- CONSIGNE
Pouvez-vous reproduire, tel quel, le passage de l'extrait sur la formation des jeunes joueurs de rugby qui commence par « S.B.B. : C’était » et se poursuit jusqu'à « (Argentins, Japonais, etc.). » ?

- EXTRAIT
________________________________________

S.B.B. : C’était très intéressant de voir comment ça se passe pour les jeunes joueurs. L’organisation sur place est différente de celles que l’on connaît dans nos centres de formation. Pour ce que j’ai vu à Auckland, il n’y a pas d’académie dans la province des Blues, par exemple. Le vivier de joueurs est formé à la fois dans les différents clubs de la ville et au sein de l’académie d’Auckland Rugby. Celle-ci est une entité qui englobe les différents clubs et qui forme les meilleurs joueurs. Les jeunes s’y développent sur le plan du rugby et sur le plan physique. Cette structure a la particularité de préparer des locaux mais aussi de former des étrangers qui viennent passer un à six mois (Argentins, Japonais, etc.).

Âgés de 14 à 20 ans environ, les joueurs y acquièrent les bases et sont plongés dans un environnement professionnel très tôt.

Qu’est-ce que cela leur apporte pour la suite ?

S.B.B. : Lorsqu’ils arrivent aux portes du haut niveau, les jeunes joueurs ont une préparation physique et un bagage technique très aboutis. Il n’est pas imaginable que les prépas des grosses écuries se retrouvent à faire travailler les jeunes pour les mettre au niveau des pros comme on peut le voir en Top 14. Il y a là une différence majeure : ils sont sportifs de haut niveau avant de devenir professionnel, et non l’inverse ! Chez nous, la plupart des jeunes joueurs qui sont prêts physiquement, qui ont au moins les bases et qui ont une approche professionnelle de l’entraînement (dans l’alimentation, la vie privée, etc.), sont des étrangers. Pour autant, je ne pense pas qu’il faille privilégier les critères physiques chez nos jeunes. Au contraire, ce sont les qualités techniques et le rugby qui doivent primer. Nous sommes même sûrement déjà allés trop loin en utilisant des normes physiques pour détecter nos forts potentiels alors que ceci doit être secondaire. Il faut pourtant pouvoir leur faire acquérir des bases simples sur le plan physique : un potentiel aérobie, une technique de course, un gainage et une technique de muscu assez tôt afin qu’ils soient préparés à encaisser des grosses charges de travail et éviter les blessures.

Mais il ne faut pas se tromper, on ne doit pas préparer physiquement les jeunes comme on entraîne les pros. Tout est question de priorité et ceci se voit très bien dans la façon de faire des néo-zélandais.

Pensez-vous que les Néo-Zélandais, notamment les jeunes, sont plus sérieux que nous dans leur approche de ce secteur ?

________________________________________

- Entrées d'un jeu d'annotations par points

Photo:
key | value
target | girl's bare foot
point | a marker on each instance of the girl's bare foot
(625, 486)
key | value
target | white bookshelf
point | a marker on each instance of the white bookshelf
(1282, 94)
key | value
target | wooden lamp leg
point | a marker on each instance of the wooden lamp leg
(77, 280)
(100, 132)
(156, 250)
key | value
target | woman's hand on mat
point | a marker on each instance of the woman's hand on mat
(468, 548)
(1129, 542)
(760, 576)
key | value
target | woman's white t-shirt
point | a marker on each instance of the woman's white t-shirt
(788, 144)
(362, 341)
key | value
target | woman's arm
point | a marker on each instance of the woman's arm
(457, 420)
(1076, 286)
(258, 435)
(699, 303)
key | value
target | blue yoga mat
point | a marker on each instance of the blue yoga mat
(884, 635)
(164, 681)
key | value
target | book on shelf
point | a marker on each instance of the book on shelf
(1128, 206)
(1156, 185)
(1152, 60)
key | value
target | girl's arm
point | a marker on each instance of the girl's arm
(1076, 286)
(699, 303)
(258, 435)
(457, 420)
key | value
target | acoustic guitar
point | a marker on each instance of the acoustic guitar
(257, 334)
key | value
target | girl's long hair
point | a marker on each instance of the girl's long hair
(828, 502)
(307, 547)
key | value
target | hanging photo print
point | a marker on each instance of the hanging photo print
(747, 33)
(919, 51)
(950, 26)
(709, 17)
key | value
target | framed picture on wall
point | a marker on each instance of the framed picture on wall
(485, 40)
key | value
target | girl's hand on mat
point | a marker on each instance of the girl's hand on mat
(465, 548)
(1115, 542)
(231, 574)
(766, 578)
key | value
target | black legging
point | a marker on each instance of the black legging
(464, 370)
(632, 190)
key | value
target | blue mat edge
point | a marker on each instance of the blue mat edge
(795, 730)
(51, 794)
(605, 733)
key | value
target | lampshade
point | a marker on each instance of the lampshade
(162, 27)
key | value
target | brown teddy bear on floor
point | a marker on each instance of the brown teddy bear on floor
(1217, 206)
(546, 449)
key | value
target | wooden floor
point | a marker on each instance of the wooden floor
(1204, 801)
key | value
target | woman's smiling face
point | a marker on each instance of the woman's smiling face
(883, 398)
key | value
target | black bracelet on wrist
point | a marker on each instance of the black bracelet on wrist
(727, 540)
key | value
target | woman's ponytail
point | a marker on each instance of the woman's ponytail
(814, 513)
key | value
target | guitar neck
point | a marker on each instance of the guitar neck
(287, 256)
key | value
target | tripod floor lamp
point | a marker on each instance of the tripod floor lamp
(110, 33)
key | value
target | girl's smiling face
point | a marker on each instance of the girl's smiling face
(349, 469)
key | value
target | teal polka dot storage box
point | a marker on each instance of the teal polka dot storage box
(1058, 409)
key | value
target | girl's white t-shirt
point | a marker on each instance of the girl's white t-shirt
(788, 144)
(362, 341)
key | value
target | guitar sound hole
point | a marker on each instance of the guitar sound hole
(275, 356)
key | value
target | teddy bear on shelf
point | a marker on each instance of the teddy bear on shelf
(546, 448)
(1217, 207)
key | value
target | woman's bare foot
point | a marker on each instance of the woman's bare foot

________________________________________

- RÉPONSE COMPLÈTE
S.B.B. : C’était très intéressant de voir comment ça se passe pour les jeunes joueurs. L’organisation sur place est différente de celles que l’on connaît dans nos centres de formation. Pour ce que j’ai vu à Auckland, il n’y a pas d’académie dans la province des Blues, par exemple. Le vivier de joueurs est formé à la fois dans les différents clubs de la ville et au sein de l’académie d’Auckland Rugby. Celle-ci est une entité qui englobe les différents clubs et qui forme les meilleurs joueurs. Les jeunes s’y développent sur le plan du rugby et sur le plan physique. Cette structure a la particularité de préparer des locaux mais aussi de former des étrangers qui viennent passer un à six mois (Argentins, Japonais, etc.).